--- SOURCE TEXT ---

Submission Guidelines

We invite the following types of papers:

  • Original Research papers, which are expected to be 8 pages, not exceeding 12 pages in double-column IEEE format including the references and appendices. This category of papers should describe original work that is not previously published or concurrently submitted elsewhere.
  • Position or open-problem papers, of up to 6 pages, using the same template (title for this category must include the text "Position:” at the beginning). Position research papers aim at fostering discussion and collaboration by presenting preliminary research activities, work in progress and/or industrial innovations. Position research papers may summarize research results published elsewhere or outline new emerging ideas.
  • Reproducibility papers, of up to 8 pages (title for this category must include the text "Reproduction Report:” or “Reproducing…” at the beginning). This is a new, experimental category we are introducing to solicit re-implementation and open-source release of important papers in malware analysis and detection for which source code is not publicly available. The submission needs to include a 5-10 minute video tutorial with clear reproducibility steps. The paper needs to include insights into the main challenges and limitations. In addition to the submission, your prototype will also be evaluated: your prototype needs to have good documentation, with clear computational requirements and an easy interface to reproduce results from the original papers, or - if not - dive deeper into the reasons for why that was not possible.

Submissions must be anonymous (double-blind review), and authors should refer to their previous work in the third-person. Submissions must not substantially overlap with papers that have been published or that are simultaneously submitted to a journal or conference with proceedings.

Papers must be typeset in LaTeX in A4 format (not "US Letter") using the IEEE conference proceeding template supplied by EuroS&P: eurosp2023-template.zip. Please do not use other IEEE templates.

Submissions must be in Portable Document Format (.pdf). Authors should pay special attention to unusual fonts, images, and figures that might create problems for reviewers. Your document should render correctly in Adobe Reader XI and when printed in black and white.

Accepted papers will be published in IEEE Xplore. One author of each accepted paper is required to attend the workshop and present the paper for it to be included in the proceedings. Committee members are not required to read the appendices, so the paper should be intelligible without them. Submissions must be in English and properly anonymized.

Submission Site

Submission Website

Program (tentative)

Local Time (CEST) Title Authors Abstract
08:50 (10 min) Opening Speech Fabio Pierazzi and Nedim Šrndić
09:00 (1 hour) Keynote Speech: An Overview of Modern Windows Malware Analysis: Where We Are and Where We Are Going Simone Aonzo Malicious software has constantly been growing and evolving, from a small research experiment in 1971 to an essential component of modern military arsenals. Today, malware analysis is a term used in the literature to describe a broad field of work with multiple objectives. In this talk, after providing the necessary background, I will present some of the many facets of this line of research that unfold under the malware "umbrella." Finally, I will present some recent results we obtained, while also trying to reveal the hidden technical challenges that I have faced, in the hope that my solutions will help our community avoid repeating some mistakes.

---

▶ [TASKS TO COMPLETE]
A: According to the submission guidelines, how long must the video tutorial included with a reproducibility paper be?
B: Reproduce the submission guidelines word for word, from "Submissions must be anonymous" up to and including "other IEEE templates.".

--- RECORD EXTRACTS ---

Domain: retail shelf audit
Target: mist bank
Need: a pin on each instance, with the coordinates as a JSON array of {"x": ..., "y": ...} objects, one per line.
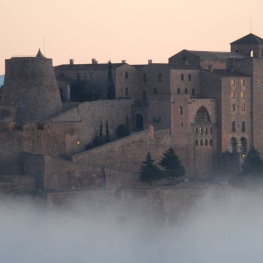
[{"x": 216, "y": 228}]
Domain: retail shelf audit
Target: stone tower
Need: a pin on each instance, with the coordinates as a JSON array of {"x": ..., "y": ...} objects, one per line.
[{"x": 31, "y": 86}]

---

▶ [LIST OF SOLUTIONS]
A: 5-10 minutes.

B:
Submissions must be anonymous (double-blind review), and authors should refer to their previous work in the third-person. Submissions must not substantially overlap with papers that have been published or that are simultaneously submitted to a journal or conference with proceedings.

Papers must be typeset in LaTeX in A4 format (not "US Letter") using the IEEE conference proceeding template supplied by EuroS&P: eurosp2023-template.zip. Please do not use other IEEE templates.